-- TASK STATEMENT --
Keep the pictures out of the copy and repeat the records exactly.

-- Location labeling records --
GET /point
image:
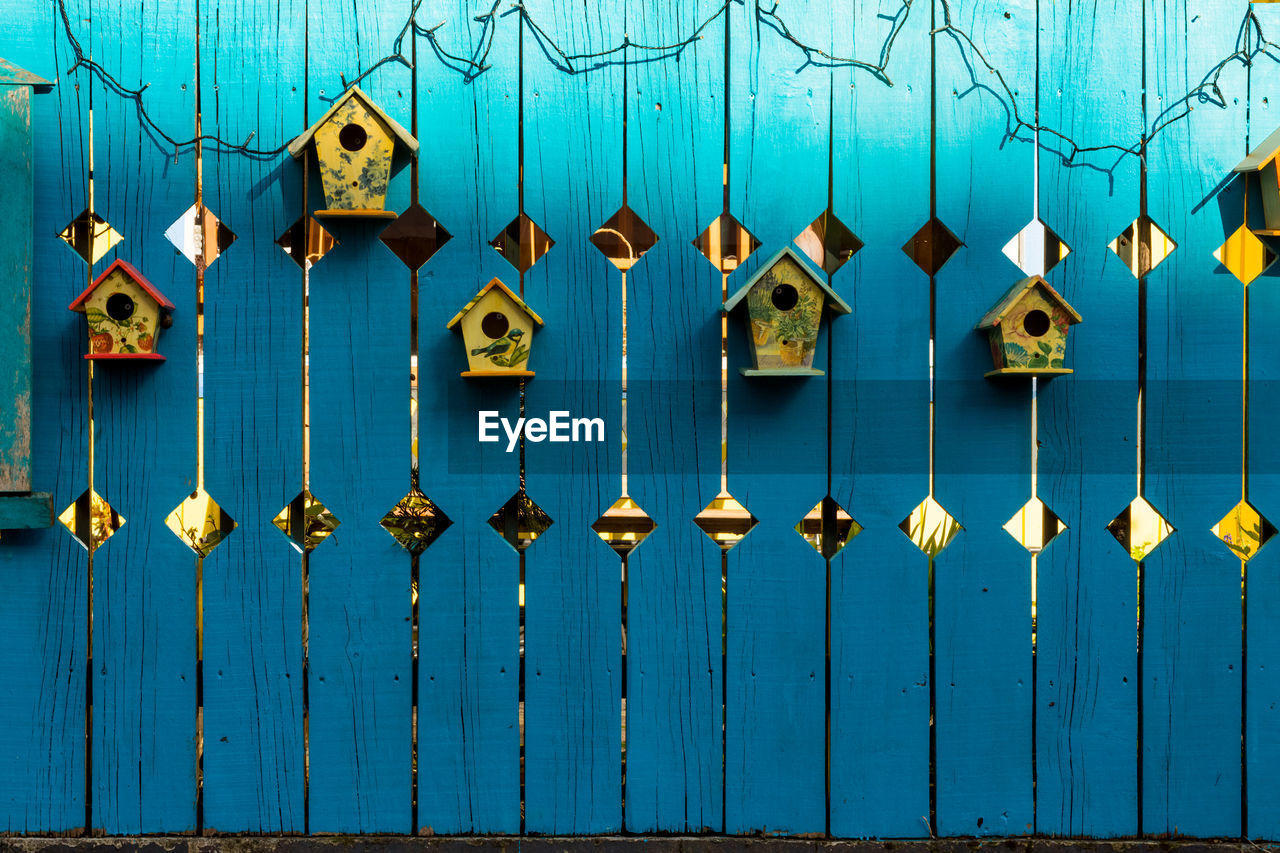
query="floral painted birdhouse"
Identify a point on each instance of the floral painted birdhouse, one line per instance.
(124, 313)
(1262, 160)
(1028, 328)
(498, 332)
(785, 302)
(353, 142)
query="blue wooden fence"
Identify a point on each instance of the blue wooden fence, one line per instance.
(883, 694)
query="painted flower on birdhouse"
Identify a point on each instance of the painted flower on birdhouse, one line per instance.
(498, 332)
(1027, 329)
(353, 142)
(785, 302)
(124, 314)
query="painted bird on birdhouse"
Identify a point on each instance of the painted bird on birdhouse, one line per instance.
(1027, 329)
(498, 331)
(124, 313)
(353, 142)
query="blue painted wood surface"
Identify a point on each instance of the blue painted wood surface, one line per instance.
(145, 579)
(469, 728)
(252, 620)
(880, 646)
(675, 771)
(1083, 756)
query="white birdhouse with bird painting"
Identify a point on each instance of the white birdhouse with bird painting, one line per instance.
(498, 332)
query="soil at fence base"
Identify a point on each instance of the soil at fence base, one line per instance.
(606, 844)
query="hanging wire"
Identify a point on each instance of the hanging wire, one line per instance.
(1249, 45)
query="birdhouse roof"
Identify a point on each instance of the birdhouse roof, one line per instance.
(837, 304)
(1264, 154)
(520, 304)
(300, 145)
(1015, 295)
(13, 76)
(132, 272)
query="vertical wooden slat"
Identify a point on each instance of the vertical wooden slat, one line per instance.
(42, 571)
(145, 578)
(572, 580)
(1086, 712)
(469, 637)
(1192, 656)
(982, 447)
(1262, 697)
(252, 665)
(777, 445)
(880, 646)
(360, 634)
(675, 767)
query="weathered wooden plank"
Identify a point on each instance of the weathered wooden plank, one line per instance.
(675, 766)
(360, 607)
(252, 620)
(982, 589)
(1262, 596)
(572, 580)
(777, 445)
(16, 272)
(1087, 702)
(144, 772)
(1192, 605)
(469, 634)
(42, 573)
(880, 610)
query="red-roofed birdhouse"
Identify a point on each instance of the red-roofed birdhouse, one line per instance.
(124, 313)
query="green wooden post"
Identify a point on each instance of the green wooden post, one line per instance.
(19, 506)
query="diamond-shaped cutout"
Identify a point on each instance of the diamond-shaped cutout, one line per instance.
(1244, 530)
(91, 520)
(416, 521)
(522, 242)
(520, 521)
(1244, 255)
(932, 246)
(624, 525)
(306, 242)
(90, 236)
(1139, 528)
(1034, 525)
(725, 520)
(726, 243)
(200, 523)
(1142, 246)
(828, 528)
(929, 527)
(624, 238)
(306, 521)
(828, 242)
(200, 236)
(415, 236)
(1036, 249)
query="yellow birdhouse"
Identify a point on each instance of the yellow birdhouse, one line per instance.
(124, 313)
(785, 302)
(353, 144)
(1027, 329)
(498, 332)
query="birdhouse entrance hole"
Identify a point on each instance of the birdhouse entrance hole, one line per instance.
(119, 306)
(1036, 323)
(352, 137)
(785, 297)
(494, 324)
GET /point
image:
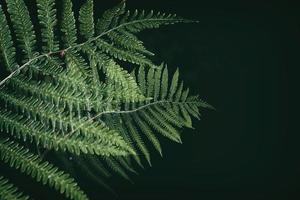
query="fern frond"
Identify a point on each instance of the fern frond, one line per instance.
(9, 192)
(79, 98)
(7, 50)
(86, 20)
(169, 110)
(23, 27)
(47, 20)
(123, 82)
(128, 41)
(20, 158)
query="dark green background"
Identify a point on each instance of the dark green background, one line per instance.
(242, 58)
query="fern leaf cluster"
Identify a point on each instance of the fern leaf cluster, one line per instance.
(67, 91)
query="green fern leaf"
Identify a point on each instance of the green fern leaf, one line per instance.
(68, 26)
(47, 19)
(44, 172)
(86, 20)
(9, 192)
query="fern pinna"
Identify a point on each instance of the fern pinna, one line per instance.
(65, 91)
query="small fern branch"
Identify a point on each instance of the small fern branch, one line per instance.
(9, 192)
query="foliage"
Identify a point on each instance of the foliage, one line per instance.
(69, 93)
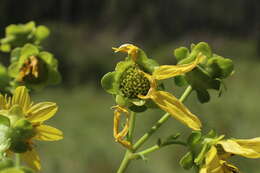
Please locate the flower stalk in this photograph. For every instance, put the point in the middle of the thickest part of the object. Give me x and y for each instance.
(130, 154)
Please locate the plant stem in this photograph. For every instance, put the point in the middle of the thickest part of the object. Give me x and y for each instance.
(161, 121)
(128, 153)
(17, 160)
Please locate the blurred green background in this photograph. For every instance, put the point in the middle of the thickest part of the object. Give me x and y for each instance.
(83, 32)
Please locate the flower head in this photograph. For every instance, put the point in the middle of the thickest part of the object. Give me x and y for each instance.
(134, 84)
(26, 124)
(33, 68)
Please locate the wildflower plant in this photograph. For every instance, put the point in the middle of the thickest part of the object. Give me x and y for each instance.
(22, 122)
(137, 85)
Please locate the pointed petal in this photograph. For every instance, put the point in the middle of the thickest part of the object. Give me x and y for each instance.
(48, 133)
(168, 71)
(231, 146)
(21, 97)
(32, 159)
(250, 143)
(172, 105)
(41, 111)
(212, 162)
(131, 49)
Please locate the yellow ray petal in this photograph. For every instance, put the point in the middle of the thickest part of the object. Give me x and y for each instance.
(48, 133)
(168, 71)
(131, 49)
(253, 143)
(172, 105)
(212, 162)
(41, 111)
(22, 98)
(231, 146)
(32, 159)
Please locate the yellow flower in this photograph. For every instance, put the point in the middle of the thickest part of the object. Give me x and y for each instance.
(215, 161)
(165, 100)
(20, 110)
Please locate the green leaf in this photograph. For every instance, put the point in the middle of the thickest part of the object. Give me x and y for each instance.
(187, 161)
(181, 53)
(29, 50)
(41, 33)
(4, 138)
(4, 121)
(108, 83)
(6, 163)
(203, 95)
(194, 138)
(180, 81)
(15, 54)
(147, 64)
(5, 47)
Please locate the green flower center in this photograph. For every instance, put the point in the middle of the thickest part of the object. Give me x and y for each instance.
(133, 83)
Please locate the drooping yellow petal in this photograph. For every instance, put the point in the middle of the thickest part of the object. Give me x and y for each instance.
(48, 133)
(253, 143)
(212, 162)
(119, 136)
(22, 98)
(173, 106)
(231, 146)
(32, 159)
(228, 168)
(131, 49)
(168, 71)
(41, 111)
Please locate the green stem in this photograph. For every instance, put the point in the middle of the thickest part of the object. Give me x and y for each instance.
(17, 160)
(160, 122)
(128, 154)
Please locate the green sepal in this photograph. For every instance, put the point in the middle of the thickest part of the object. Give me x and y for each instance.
(15, 54)
(4, 120)
(23, 130)
(54, 76)
(108, 83)
(147, 64)
(41, 33)
(194, 138)
(4, 78)
(6, 163)
(122, 101)
(203, 95)
(181, 53)
(220, 67)
(180, 81)
(4, 136)
(138, 109)
(172, 139)
(202, 48)
(186, 161)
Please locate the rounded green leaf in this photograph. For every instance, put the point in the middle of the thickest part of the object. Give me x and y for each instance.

-- REPLY --
GET /point
image:
query="floral painted birdhouse"
Identify a point on each instance of the floral painted birdhouse, one line per instance.
(124, 313)
(1262, 160)
(1028, 328)
(498, 332)
(785, 302)
(353, 142)
query="blue wooden fence"
Identify a point on each instance of the blue wooden fence, one line per instance.
(883, 694)
query="painted flower on birdhouse"
Identify a point on each instance of the painted flower on birdhouse, one line per instance.
(498, 332)
(1027, 329)
(353, 142)
(785, 302)
(124, 314)
query="painted bird on birdhouse"
Identify a point on each instance of the painted bird on birdhouse, one line per instance.
(1027, 329)
(498, 331)
(124, 313)
(353, 142)
query="blue painted wood surface"
Identify a point on each instance of the blue painted wood surface, one line per instance.
(145, 579)
(469, 728)
(252, 620)
(880, 646)
(675, 771)
(1083, 756)
query="white birdhouse with bird painting"
Identify a point on each instance of the white birdhouse with bird painting, one line per instance.
(498, 332)
query="soil at fence base"
Identify a point on each instance of the soil at fence base, one line per instance.
(606, 844)
query="hanging wire"
Identify a point on each instance of the hanging wire, one line per instance.
(1249, 45)
query="birdhouse roof"
Identify a point on each instance of the birdhouse roof, one line per instance.
(837, 304)
(1264, 154)
(520, 304)
(300, 145)
(1015, 295)
(13, 76)
(132, 272)
query="vertical wooden slat"
Identify a point on each instance of the vertical wooden slat, one line per instance.
(42, 571)
(145, 578)
(572, 580)
(1086, 712)
(469, 637)
(1192, 656)
(982, 447)
(1262, 697)
(252, 665)
(777, 445)
(880, 646)
(360, 634)
(675, 767)
query="weathered wooden plank"
Identify a point on each instance of the weathered wooden plank, one line per instance.
(675, 766)
(360, 607)
(252, 620)
(982, 589)
(1262, 596)
(572, 580)
(777, 445)
(16, 272)
(1087, 702)
(144, 772)
(1192, 605)
(469, 634)
(42, 573)
(880, 610)
query="red-roofed birdhouse"
Identify a point on each instance of the red-roofed birdhouse, one line per instance.
(124, 313)
query="green wooden post"
Identify a point on each instance of the green wooden post, one line per instance.
(19, 506)
query="diamond-shaped cutout"
Identify a point on each instance of the diamond-shaped cutout, one line per instance.
(1244, 530)
(91, 520)
(416, 521)
(522, 242)
(520, 521)
(1244, 255)
(932, 246)
(624, 525)
(306, 242)
(90, 236)
(1139, 528)
(1034, 525)
(725, 520)
(726, 243)
(200, 523)
(1142, 246)
(828, 528)
(929, 527)
(624, 238)
(306, 521)
(828, 242)
(200, 236)
(415, 236)
(1036, 249)
query="yellow birdhouse"
Identify a point on each instance of the yellow birdhouse, one line per instance.
(124, 313)
(785, 302)
(353, 144)
(1027, 329)
(498, 332)
query="birdhouse entrance hole"
Identify a point on each instance of the birdhouse entrance hole, one line per instance.
(119, 306)
(1036, 323)
(352, 137)
(785, 297)
(494, 324)
GET /point
image:
query="fern frond"
Identify a point on each instance of the fern frond, one line per instance.
(9, 192)
(79, 98)
(7, 50)
(86, 20)
(169, 110)
(23, 27)
(47, 20)
(123, 82)
(128, 41)
(20, 158)
query="dark green background"
Identify a point on each instance of the dark green background, one line per instance.
(242, 58)
query="fern leaf cluster"
Identify a point on each instance of the fern leaf cluster, one line per instance.
(67, 91)
query="green fern leaf"
Identify a point on each instance of the green fern leaf, one line per instance.
(68, 26)
(47, 19)
(44, 172)
(86, 20)
(9, 192)
query="fern pinna"
Identify a point on each instance of the fern pinna, one line per instance.
(65, 91)
query="small fern branch"
Identify a point on each instance of the small fern branch, one line per instance.
(9, 192)
query="foliage"
Identify a point on each instance of the foliage, one line per instance.
(69, 93)
Please locate the flower stalk in this photograph. For every instance, put the point in the middle of the thickest part of the object. Give me x and y for each instance.
(130, 154)
Please locate the plant stem in this photograph. For every instance, put the point in the middle of the thickest part of the object. Give me x and y for each instance.
(161, 121)
(128, 153)
(17, 160)
Please locate the blurred green background in this photograph. For every instance, put the point in the middle of the thickest part of the object. Give me x and y for each instance.
(83, 32)
Please locate the flower head in this photograph. For every instance, put the point in the middle of the thickest part of the object. Give me x and y for each instance.
(134, 84)
(26, 124)
(33, 68)
Please locate the wildflower plant in this photograph. For every instance, put the point in the middle of the thickest part of the object. Give me x and y for each instance.
(22, 122)
(137, 85)
Please locate the pointed petal in this photograph. For every instance, put the point in the middle of the thickest part of the object. Give me x and y for each instance.
(48, 133)
(168, 71)
(231, 146)
(21, 97)
(32, 159)
(250, 143)
(172, 105)
(41, 111)
(212, 162)
(131, 49)
Please locate the yellow ray petal in this photograph. For every instance, put the point in the middle of the thickest part of the object. Give me x and y for each instance.
(48, 133)
(168, 71)
(131, 49)
(253, 143)
(172, 105)
(212, 162)
(41, 111)
(22, 98)
(231, 146)
(32, 159)
Please locate the yellow flower in this photograph. For every instance, put the point in the middle of the thickest part of the object. Give me x and y for each instance.
(215, 161)
(165, 100)
(20, 110)
Please locate the green leaf in this photograph. For every instance, put the point in the middle of the thickest part of the object. Give me x and y for each instance.
(187, 161)
(181, 53)
(29, 50)
(41, 33)
(4, 138)
(4, 121)
(108, 83)
(6, 163)
(203, 95)
(194, 138)
(180, 81)
(15, 54)
(147, 64)
(5, 47)
Please locate the green flower center in this photograph. For every instance, put the point in the middle of the thickest part of the object. Give me x and y for each instance.
(133, 83)
Please locate the drooping yellow petal in this photograph. For every instance, put the point in the middle of the thickest part of the object. Give me x and y for each instance.
(48, 133)
(253, 143)
(212, 162)
(119, 136)
(22, 98)
(173, 106)
(231, 146)
(32, 159)
(228, 168)
(131, 49)
(168, 71)
(41, 111)
Please locate the green stem in this photograph. For every instance, put the point in the middle of the thickest part of the object. Give me x and y for each instance.
(17, 160)
(160, 122)
(128, 154)
Please locate the green sepal in this photograph. For every instance, put the point in the middle of the thickest part of the object. Give me x and y for each instance.
(15, 54)
(4, 120)
(23, 130)
(54, 76)
(108, 83)
(147, 64)
(41, 33)
(194, 138)
(4, 78)
(6, 163)
(122, 101)
(203, 95)
(181, 53)
(220, 67)
(180, 81)
(4, 136)
(138, 109)
(172, 139)
(202, 48)
(186, 161)
Please locate the rounded green leaf in this photograph. For every instance, put the point in the middle of the thickest part of the object. Give me x and y for each instance.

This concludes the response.